Task brief: Repeat only the lines from the one holding "In this exercise you will tag the brown" down to the last line of the listing below, including both of those lines.

Available data:

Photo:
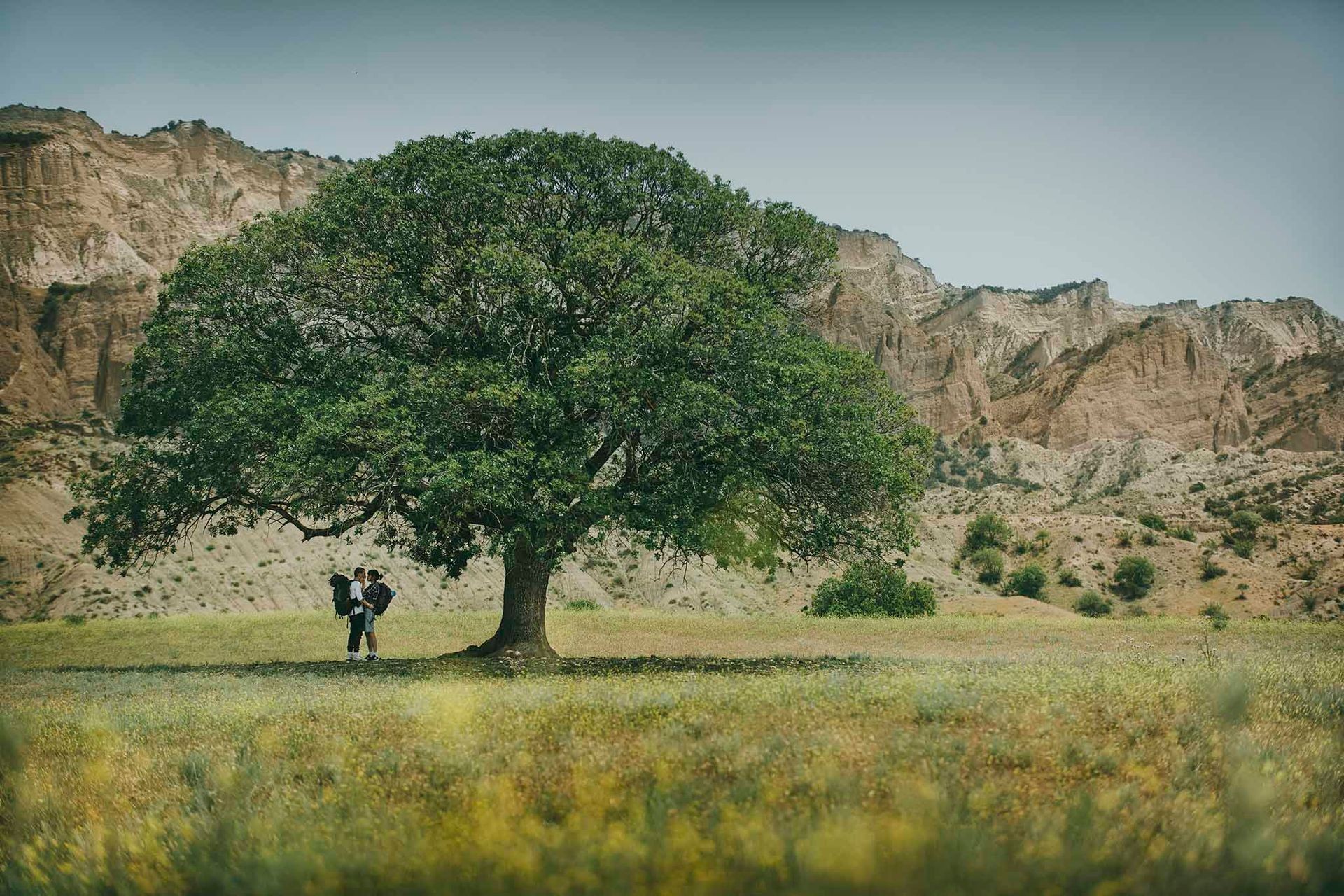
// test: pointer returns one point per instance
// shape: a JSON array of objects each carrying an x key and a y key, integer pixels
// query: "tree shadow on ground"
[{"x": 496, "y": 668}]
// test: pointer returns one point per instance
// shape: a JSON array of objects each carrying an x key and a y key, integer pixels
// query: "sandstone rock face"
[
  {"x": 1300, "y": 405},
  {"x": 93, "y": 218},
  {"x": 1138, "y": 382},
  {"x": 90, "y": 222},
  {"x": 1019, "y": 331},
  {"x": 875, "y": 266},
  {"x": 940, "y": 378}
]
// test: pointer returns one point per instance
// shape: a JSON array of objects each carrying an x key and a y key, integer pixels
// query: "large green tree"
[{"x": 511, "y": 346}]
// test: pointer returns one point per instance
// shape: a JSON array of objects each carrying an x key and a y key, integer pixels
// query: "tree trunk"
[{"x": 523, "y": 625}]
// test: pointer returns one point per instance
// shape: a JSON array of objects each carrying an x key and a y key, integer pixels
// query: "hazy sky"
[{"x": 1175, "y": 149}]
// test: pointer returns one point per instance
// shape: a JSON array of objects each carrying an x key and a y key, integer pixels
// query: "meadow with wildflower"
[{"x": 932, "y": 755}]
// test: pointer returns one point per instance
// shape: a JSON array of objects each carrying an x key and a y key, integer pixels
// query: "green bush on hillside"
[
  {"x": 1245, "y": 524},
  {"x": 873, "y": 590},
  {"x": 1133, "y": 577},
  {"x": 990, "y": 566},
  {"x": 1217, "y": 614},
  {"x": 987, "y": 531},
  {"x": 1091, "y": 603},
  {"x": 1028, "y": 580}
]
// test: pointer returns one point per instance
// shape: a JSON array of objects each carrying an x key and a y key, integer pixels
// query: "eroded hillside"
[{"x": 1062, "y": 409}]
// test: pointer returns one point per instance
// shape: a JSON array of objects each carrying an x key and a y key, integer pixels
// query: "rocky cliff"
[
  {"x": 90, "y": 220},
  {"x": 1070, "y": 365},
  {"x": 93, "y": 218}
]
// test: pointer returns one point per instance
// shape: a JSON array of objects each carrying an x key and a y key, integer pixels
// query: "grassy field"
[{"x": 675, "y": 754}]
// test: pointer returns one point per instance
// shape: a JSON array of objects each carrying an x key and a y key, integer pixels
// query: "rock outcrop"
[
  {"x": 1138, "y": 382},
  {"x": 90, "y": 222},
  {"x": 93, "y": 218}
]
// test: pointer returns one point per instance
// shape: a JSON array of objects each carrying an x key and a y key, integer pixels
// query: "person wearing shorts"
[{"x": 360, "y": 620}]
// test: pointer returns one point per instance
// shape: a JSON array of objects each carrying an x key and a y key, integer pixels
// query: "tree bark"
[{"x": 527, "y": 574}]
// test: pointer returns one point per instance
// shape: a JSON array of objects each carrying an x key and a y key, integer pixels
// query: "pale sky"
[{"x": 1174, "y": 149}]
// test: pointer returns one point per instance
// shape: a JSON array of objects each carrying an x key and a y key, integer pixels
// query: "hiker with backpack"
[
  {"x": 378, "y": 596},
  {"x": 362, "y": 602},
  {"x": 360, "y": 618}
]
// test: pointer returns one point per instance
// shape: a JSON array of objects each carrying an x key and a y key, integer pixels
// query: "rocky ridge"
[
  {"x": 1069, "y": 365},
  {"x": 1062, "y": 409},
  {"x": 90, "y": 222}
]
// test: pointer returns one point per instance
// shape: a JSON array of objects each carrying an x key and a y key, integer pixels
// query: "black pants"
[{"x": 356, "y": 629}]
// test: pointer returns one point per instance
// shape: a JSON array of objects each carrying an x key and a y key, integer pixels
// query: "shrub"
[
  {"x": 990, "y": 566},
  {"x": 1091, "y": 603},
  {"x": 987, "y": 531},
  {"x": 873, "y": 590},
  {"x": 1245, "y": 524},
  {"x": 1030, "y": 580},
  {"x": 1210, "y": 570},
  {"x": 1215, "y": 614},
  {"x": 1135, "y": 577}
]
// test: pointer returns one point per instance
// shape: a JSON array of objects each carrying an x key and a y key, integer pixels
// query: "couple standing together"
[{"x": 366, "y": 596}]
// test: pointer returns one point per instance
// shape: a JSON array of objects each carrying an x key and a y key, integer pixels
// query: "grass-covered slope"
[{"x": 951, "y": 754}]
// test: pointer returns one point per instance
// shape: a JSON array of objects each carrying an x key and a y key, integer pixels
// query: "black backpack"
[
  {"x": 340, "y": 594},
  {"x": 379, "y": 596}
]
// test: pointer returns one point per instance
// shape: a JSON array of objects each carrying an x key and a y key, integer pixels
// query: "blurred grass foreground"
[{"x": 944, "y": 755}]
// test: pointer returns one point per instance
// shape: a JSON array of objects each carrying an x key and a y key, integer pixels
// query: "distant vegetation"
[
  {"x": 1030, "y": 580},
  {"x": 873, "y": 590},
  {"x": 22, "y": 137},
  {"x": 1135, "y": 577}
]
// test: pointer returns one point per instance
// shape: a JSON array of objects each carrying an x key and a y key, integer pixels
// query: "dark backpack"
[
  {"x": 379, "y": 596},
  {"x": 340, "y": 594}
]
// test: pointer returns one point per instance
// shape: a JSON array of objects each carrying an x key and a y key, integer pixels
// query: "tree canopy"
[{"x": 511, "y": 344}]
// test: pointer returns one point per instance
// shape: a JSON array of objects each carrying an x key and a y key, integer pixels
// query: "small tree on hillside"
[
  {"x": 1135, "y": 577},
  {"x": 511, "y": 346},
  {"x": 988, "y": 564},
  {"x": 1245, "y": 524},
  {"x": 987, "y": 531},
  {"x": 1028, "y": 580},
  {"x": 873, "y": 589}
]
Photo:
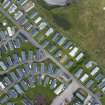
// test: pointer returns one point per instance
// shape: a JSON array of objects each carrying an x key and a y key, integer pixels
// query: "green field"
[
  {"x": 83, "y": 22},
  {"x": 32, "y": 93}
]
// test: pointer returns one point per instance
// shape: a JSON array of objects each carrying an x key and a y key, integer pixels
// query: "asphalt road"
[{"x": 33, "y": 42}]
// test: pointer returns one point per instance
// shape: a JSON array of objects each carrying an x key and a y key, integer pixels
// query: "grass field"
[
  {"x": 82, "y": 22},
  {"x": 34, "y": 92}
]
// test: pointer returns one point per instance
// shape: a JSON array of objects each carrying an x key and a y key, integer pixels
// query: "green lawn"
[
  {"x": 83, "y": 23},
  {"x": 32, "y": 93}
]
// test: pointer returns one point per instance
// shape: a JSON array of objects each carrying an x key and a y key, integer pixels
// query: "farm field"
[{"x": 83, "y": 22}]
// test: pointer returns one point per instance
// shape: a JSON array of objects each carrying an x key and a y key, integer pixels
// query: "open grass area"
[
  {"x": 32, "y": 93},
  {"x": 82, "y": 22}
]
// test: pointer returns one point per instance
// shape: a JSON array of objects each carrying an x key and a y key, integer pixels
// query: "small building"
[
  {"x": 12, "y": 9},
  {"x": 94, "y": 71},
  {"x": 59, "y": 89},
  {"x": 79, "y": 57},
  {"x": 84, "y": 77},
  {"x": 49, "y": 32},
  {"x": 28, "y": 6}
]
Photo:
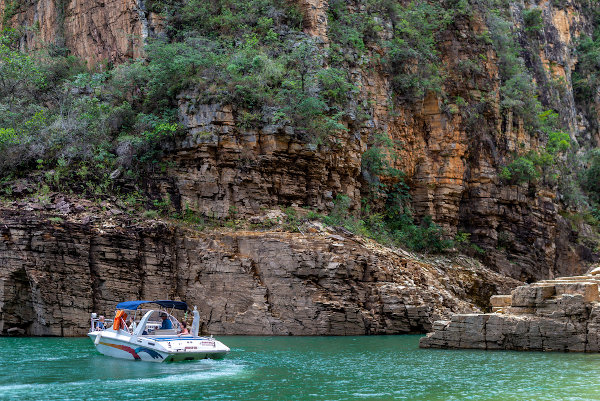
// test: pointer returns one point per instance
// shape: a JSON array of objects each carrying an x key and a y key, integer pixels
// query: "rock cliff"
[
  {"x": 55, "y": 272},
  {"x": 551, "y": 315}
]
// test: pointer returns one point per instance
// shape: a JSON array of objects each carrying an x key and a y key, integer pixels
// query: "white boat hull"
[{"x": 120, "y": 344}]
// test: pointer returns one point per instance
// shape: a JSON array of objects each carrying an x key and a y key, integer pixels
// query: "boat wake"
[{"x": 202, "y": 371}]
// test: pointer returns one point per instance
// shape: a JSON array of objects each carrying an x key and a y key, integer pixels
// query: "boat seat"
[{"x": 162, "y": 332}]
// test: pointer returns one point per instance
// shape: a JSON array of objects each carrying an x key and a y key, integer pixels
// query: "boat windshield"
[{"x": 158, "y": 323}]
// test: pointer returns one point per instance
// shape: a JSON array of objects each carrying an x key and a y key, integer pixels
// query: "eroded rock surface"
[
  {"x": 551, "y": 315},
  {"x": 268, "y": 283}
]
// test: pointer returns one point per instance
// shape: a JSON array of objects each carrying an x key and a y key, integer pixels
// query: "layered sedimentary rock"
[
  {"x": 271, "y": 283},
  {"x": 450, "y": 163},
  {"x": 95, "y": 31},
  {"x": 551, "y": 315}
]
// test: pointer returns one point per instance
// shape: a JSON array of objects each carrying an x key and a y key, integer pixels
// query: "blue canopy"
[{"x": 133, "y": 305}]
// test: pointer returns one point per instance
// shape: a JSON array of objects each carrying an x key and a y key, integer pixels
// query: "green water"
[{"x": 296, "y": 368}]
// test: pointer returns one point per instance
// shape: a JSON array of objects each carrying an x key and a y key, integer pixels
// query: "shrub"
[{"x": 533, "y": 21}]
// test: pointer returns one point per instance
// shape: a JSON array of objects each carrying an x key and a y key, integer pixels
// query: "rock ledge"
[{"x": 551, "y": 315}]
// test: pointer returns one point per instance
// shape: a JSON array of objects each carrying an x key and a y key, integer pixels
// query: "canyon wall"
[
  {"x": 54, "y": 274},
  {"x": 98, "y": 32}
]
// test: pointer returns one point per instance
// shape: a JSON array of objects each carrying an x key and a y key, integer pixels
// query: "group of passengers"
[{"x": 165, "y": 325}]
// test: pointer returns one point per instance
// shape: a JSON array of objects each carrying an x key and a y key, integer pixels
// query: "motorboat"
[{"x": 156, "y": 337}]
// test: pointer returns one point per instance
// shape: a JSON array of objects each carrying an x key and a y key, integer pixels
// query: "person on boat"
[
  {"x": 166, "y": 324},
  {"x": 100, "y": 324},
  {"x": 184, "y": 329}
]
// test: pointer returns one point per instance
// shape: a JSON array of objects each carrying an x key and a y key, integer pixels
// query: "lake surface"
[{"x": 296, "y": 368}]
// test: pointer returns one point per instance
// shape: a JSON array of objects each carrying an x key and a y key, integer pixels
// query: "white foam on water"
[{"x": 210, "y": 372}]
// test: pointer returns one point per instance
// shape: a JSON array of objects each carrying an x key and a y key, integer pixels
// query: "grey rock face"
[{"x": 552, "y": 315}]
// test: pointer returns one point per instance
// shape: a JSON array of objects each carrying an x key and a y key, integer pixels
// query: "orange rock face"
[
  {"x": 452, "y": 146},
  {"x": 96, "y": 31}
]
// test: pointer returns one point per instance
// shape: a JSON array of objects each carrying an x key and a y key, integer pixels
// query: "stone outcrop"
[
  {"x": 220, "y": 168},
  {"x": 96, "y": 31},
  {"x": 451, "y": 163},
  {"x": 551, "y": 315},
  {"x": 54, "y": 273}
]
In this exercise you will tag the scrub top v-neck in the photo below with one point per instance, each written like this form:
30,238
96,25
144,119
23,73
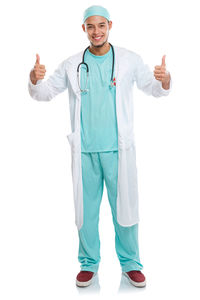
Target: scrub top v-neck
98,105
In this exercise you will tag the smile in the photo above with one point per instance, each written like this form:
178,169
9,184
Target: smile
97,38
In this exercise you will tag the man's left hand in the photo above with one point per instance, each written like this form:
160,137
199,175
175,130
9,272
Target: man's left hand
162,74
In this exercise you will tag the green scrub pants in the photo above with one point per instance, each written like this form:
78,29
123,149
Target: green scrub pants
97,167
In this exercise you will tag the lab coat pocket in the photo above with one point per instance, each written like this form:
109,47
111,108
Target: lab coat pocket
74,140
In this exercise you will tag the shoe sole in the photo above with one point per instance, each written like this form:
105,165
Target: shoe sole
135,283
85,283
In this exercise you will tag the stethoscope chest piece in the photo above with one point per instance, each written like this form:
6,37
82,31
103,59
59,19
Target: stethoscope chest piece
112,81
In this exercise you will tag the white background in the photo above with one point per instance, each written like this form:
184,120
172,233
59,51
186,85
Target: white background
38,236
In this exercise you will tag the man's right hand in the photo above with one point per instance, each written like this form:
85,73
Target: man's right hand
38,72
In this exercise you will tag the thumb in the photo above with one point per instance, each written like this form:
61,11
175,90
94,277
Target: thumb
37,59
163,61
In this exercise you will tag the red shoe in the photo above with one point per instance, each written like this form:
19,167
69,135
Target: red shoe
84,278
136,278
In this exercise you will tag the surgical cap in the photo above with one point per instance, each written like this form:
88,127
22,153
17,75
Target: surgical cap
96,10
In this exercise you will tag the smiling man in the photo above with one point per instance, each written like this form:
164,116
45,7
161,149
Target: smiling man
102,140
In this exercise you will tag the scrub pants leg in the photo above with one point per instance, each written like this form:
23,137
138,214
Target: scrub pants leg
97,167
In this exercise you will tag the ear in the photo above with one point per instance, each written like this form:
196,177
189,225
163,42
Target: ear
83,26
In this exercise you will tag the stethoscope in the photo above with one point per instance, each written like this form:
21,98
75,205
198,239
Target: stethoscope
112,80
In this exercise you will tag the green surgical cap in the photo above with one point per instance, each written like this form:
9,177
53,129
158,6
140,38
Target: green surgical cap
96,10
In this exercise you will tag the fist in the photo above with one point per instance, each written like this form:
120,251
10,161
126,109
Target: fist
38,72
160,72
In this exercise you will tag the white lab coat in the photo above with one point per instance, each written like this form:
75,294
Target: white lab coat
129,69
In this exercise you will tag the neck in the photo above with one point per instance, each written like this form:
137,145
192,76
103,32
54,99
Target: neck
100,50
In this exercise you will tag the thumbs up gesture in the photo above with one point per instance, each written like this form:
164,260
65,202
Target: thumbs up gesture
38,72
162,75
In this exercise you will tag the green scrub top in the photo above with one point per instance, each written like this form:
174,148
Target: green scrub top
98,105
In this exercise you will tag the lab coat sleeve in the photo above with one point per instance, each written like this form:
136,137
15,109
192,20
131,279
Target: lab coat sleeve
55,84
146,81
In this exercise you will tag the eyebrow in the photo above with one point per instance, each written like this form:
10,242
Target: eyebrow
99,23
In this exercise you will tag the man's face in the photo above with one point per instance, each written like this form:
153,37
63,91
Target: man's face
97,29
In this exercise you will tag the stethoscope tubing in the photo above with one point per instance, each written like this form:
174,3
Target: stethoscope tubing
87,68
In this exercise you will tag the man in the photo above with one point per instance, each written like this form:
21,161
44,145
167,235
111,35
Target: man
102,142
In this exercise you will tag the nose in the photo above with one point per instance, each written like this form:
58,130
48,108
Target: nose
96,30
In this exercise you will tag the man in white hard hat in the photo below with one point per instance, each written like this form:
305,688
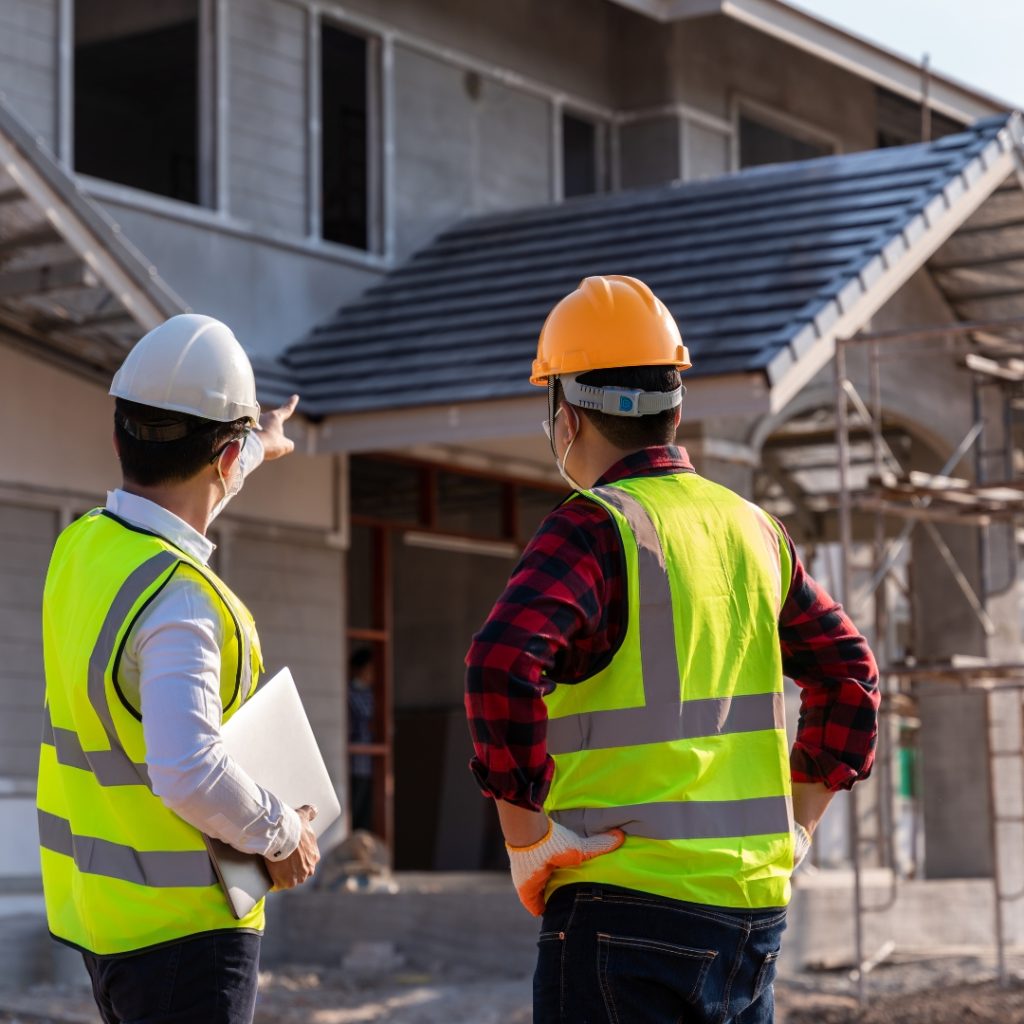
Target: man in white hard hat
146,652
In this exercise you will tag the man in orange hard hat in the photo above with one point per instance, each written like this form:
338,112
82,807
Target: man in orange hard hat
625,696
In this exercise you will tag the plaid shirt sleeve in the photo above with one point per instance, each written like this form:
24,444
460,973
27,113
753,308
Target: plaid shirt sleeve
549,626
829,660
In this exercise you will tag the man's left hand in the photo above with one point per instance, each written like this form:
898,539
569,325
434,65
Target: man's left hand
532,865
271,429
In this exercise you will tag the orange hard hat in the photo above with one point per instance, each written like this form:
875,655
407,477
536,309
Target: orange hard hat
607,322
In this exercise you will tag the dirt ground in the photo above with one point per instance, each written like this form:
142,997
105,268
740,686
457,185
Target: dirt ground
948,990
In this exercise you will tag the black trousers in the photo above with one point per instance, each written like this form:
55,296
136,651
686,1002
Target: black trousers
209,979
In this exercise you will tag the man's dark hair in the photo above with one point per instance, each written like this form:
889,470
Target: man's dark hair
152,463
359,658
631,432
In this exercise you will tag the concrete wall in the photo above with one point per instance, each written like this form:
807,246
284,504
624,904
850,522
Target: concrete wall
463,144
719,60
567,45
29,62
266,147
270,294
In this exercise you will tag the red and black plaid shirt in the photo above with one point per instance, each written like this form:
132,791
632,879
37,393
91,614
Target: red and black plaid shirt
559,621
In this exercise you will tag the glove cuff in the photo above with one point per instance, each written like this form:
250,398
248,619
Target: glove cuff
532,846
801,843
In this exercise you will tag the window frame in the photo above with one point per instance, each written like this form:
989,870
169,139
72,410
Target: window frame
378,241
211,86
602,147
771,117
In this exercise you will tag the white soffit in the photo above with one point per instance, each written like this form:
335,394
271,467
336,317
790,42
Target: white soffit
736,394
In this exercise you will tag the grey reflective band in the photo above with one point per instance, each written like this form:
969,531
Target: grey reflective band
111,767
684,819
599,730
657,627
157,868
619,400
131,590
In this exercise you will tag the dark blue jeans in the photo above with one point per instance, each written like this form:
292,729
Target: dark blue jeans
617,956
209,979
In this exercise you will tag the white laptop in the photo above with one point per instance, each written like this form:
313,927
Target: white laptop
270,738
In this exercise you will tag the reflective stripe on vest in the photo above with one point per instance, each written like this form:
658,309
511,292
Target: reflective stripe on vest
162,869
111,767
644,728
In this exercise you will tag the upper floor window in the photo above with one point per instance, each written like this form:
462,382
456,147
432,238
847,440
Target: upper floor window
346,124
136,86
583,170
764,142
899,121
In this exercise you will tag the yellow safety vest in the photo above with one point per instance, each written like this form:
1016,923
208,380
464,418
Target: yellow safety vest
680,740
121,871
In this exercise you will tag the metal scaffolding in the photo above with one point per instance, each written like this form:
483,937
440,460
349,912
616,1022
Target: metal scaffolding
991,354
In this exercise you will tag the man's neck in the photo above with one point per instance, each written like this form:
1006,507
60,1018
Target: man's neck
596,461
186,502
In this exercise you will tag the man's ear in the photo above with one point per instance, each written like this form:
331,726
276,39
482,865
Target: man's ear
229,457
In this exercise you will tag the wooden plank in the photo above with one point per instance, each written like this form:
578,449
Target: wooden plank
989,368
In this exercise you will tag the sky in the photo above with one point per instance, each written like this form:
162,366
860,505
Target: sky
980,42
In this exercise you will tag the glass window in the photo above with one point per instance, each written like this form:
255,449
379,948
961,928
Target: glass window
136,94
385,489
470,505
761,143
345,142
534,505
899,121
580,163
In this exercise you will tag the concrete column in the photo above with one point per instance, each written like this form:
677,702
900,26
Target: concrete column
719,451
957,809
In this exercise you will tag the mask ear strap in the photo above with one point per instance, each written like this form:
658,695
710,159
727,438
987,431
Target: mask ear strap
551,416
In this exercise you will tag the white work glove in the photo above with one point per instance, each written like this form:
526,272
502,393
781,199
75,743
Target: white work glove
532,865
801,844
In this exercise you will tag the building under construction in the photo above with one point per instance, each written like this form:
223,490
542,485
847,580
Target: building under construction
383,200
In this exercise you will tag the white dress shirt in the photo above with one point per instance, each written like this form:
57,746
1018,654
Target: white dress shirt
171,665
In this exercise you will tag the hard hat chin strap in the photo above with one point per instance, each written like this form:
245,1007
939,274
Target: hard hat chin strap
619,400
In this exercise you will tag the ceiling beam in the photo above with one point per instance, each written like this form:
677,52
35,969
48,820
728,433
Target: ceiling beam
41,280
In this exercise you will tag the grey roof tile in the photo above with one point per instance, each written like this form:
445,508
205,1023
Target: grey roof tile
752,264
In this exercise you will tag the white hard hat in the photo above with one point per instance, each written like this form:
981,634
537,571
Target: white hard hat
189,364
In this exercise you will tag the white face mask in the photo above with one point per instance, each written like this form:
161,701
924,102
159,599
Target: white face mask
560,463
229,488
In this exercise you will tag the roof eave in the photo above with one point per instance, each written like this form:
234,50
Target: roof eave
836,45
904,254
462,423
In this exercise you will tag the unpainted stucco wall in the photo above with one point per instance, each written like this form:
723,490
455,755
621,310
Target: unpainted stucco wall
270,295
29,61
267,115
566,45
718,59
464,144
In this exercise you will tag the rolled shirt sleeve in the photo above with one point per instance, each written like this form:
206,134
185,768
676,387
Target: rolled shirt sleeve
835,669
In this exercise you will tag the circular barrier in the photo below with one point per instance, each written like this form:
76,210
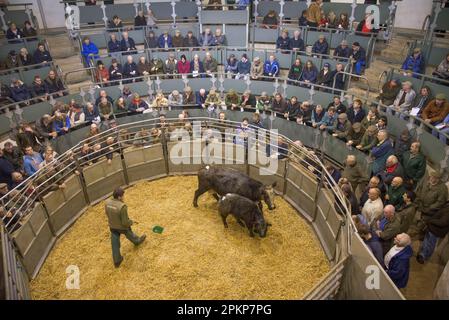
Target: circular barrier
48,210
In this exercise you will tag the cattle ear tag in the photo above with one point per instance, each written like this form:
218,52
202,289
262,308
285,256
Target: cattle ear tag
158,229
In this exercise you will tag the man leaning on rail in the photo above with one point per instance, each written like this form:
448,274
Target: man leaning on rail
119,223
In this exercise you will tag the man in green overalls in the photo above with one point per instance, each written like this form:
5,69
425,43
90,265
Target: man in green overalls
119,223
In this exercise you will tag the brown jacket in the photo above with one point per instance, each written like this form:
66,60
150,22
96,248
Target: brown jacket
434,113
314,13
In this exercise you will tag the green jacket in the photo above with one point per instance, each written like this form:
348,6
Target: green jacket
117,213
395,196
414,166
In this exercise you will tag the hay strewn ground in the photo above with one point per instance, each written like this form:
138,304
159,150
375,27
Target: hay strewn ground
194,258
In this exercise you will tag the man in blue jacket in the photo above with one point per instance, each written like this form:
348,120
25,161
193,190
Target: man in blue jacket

Solution:
In this exercise you will tag the brown jacket in the photo above with one point per instance, each written like this form:
66,60
150,22
96,248
Target: brown jacket
434,113
314,13
In this exercise you will tag the green jacket in the photo above with one point per instance, each written like this form:
348,6
Target: green jacket
117,213
395,196
414,166
In this exercise you will tag the hay strewn ground in the photo above with one point per instance, each written like this form:
138,304
159,150
375,27
Target: hay strewn ground
194,258
In this exercise you will tag the man in blue jacket in the photo above with one point per instance, each written like this form:
348,120
25,161
193,190
Target: man in blue jacket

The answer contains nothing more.